** Start of DOCUMENT **

At first, this was good for a laugh. Someone actually believed they were being contacted by Selena Gomez for help. How gullible can someone be! Here is the first part of the report that the victim filed with the Better Business Bureau.
At this point you’d still have to wonder how the victim is falling for this obvious scam. Doesn’t this person have any doubts? Well, yeah, they do, but they’re overwhelmed by the slim chance of really meeting Selena.
Time goes by but the victim is still entertaining hopes that this really is Selena and continues to hang on to the chance of meeting her. It is then we find out why he is living in this delusion. He writes, “Selena claimed that her frozen bank account is held at the following website: accounts-rothdechild.com . She allowed me to log onto her account. The net worth in this account looked similar to Selena’s publicized net worth. Also, the transfers into this account looked believable. This is partly what caused me to fall for Selena’s stories.”
This is a different twist to an old scam. But you’d think the person would ask: Who on Earth would ever give the login information to their bank account? The scammers may have realized they had a wealthy phish on the line. They needed to keep the victim’s confidence so they could exploit them futher. Why not show them Selena’s bank account? And it worked. The victim now believed there was a fair chance it really was Selena they were talking to.
So I went to the purported banking site and took a look at the login.
The victim has the login credentials but, if you didn’t have them, you would have to enroll. However, if you try to enroll, you will be sent here.
You would probably notice that there is some confusion as to what bank you are actually enrolling in. Tricadia Savings appears above the download button, but the message is signed by Rothdechild Savings. In the end, it doesn’t matter since the download button leads to a dead link. If you try to find Tricadia Savings, the best you will do is be directed to a scam investment site. However, the scammers use this name in other places on the website. My guess is that they had used this scam in the past and had a spoofed banking site called, Tricadia Savings. They simply didn’t have the time to change all the references in their new site.

** End of DOCUMENT **

## REQUESTS
(1) Translate this sentence from the article about the Selena Gomez scam into Spanish: "This is a different twist to an old scam."
(2) In the article about the Selena Gomez scam, transcribe everything from "At first, this" down to "Better Business Bureau.".

** Start of PROVIDED DATA **

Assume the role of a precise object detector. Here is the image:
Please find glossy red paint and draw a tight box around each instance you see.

** End of PROVIDED DATA **
** Start of PROVIDED DATA **

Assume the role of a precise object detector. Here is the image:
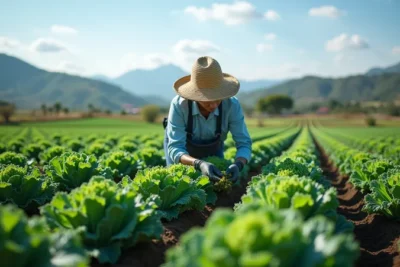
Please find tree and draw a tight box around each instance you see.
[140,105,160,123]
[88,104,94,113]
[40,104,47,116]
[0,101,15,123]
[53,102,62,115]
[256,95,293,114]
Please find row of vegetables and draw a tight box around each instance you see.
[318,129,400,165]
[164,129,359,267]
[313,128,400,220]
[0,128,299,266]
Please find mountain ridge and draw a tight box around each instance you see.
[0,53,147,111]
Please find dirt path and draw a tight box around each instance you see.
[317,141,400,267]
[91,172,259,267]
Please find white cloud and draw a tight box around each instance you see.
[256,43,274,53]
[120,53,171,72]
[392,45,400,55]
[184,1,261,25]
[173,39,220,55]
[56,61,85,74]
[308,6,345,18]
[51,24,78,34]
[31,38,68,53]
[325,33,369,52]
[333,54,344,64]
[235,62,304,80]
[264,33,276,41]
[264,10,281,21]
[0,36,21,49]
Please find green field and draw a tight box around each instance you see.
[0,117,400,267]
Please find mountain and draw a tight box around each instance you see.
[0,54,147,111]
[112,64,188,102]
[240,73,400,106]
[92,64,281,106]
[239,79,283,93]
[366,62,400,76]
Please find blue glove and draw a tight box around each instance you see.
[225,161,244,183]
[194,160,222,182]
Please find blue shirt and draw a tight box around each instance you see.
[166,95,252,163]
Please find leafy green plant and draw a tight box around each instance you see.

** End of PROVIDED DATA **

## PER-TASK OUTPUTS
(1) Este es un giro diferente a una vieja estafa.

(2)
At first, this was good for a laugh. Someone actually believed they were being contacted by Selena Gomez for help. How gullible can someone be! Here is the first part of the report that the victim filed with the Better Business Bureau.